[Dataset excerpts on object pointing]
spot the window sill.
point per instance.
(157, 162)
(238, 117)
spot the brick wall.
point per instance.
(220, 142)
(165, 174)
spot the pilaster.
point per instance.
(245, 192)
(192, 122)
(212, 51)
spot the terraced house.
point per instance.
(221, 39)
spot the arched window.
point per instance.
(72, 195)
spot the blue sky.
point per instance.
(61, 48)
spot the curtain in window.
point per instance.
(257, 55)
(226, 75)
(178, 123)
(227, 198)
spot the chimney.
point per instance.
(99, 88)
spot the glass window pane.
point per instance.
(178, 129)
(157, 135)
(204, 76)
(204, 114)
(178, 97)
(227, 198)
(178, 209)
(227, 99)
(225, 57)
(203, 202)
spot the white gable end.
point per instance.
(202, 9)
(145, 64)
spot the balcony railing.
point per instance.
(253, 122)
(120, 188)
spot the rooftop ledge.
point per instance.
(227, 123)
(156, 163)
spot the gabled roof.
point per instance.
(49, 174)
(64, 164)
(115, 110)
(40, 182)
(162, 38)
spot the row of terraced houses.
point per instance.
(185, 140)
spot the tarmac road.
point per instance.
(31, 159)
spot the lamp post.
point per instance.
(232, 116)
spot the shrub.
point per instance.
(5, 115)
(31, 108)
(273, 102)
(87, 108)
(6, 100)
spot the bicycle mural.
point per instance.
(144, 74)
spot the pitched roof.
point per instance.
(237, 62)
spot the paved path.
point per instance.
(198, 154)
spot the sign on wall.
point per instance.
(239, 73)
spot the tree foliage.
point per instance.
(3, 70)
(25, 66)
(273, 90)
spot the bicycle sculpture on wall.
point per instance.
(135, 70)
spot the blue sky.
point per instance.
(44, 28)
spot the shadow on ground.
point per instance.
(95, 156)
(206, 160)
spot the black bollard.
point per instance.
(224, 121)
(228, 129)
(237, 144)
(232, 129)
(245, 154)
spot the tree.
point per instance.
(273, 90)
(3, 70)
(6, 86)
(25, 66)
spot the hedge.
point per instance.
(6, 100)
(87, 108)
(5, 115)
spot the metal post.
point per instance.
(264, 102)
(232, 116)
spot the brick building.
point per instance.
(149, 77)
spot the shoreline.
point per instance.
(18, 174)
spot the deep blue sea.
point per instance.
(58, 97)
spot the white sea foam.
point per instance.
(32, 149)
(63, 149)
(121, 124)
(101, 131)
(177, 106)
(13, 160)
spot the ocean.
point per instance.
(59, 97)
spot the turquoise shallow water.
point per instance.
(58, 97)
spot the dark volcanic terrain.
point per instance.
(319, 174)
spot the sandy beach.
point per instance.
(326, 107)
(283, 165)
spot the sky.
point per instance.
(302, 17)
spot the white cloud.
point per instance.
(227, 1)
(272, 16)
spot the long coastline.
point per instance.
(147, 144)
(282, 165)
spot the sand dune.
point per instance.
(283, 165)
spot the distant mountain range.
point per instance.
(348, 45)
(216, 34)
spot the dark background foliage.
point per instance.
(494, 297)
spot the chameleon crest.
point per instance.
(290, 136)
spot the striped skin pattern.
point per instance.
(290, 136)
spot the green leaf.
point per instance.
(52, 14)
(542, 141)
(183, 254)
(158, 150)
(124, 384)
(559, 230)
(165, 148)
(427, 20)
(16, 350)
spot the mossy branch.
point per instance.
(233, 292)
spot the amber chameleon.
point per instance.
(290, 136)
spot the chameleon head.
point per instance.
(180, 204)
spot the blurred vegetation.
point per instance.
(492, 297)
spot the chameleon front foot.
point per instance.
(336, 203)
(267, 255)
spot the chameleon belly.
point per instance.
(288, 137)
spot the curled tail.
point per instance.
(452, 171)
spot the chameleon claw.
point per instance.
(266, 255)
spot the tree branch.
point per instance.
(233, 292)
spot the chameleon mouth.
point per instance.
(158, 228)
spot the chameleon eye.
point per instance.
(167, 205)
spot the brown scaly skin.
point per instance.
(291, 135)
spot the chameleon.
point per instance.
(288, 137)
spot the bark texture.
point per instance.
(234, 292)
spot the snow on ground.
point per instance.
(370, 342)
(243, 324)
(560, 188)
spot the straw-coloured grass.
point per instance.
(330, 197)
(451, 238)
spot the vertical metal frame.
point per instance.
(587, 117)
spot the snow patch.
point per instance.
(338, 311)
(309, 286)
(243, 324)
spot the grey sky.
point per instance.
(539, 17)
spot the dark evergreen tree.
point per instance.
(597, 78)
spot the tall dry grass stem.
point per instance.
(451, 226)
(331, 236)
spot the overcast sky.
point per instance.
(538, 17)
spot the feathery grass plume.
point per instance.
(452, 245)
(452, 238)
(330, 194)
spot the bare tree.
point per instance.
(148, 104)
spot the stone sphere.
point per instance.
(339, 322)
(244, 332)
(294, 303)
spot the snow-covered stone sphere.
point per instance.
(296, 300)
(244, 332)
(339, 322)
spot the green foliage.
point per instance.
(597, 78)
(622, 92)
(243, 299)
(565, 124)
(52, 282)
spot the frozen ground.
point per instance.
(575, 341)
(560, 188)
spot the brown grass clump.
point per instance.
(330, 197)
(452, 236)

[Stated exercise]
Take the line in which "spot the chameleon claw." occurs and each subsequent line through the end; give these lines again without alteration.

[Answer to the problem]
spot the chameleon claw.
point per instance.
(266, 255)
spot the tree branch.
point per instance.
(233, 292)
spot the chameleon mouth.
point per instance.
(158, 228)
spot the chameleon eye.
point per instance.
(167, 205)
spot the brown scaly skin.
point per instance.
(291, 135)
spot the chameleon.
point per instance.
(288, 137)
spot the bark texture.
point per instance.
(234, 292)
spot the snow on ground.
point per instance.
(370, 342)
(243, 324)
(560, 188)
spot the straw-coloured grass.
point per instance.
(330, 197)
(451, 238)
spot the vertical metal frame.
point per instance.
(587, 117)
spot the snow patch.
point per instance.
(338, 311)
(309, 286)
(243, 324)
spot the grey sky.
point per instance.
(539, 17)
spot the dark evergreen tree.
point per instance.
(597, 78)
spot the tall dry grass stem.
point per instance.
(451, 226)
(331, 236)
spot the overcast sky.
point per instance.
(538, 17)
spot the feathery grass plume.
point per instance.
(452, 245)
(452, 238)
(330, 194)
spot the bare tree.
point per instance.
(148, 104)
spot the stone sphere.
point per instance.
(339, 322)
(244, 332)
(294, 303)
spot the snow-covered stone sphere.
point per instance.
(296, 300)
(244, 332)
(339, 322)
spot the green foliage.
point per instance.
(597, 78)
(622, 92)
(243, 299)
(565, 124)
(52, 282)
spot the frozen ground.
point per instance.
(575, 341)
(560, 188)
spot the brown grass clump.
point per instance.
(330, 197)
(452, 236)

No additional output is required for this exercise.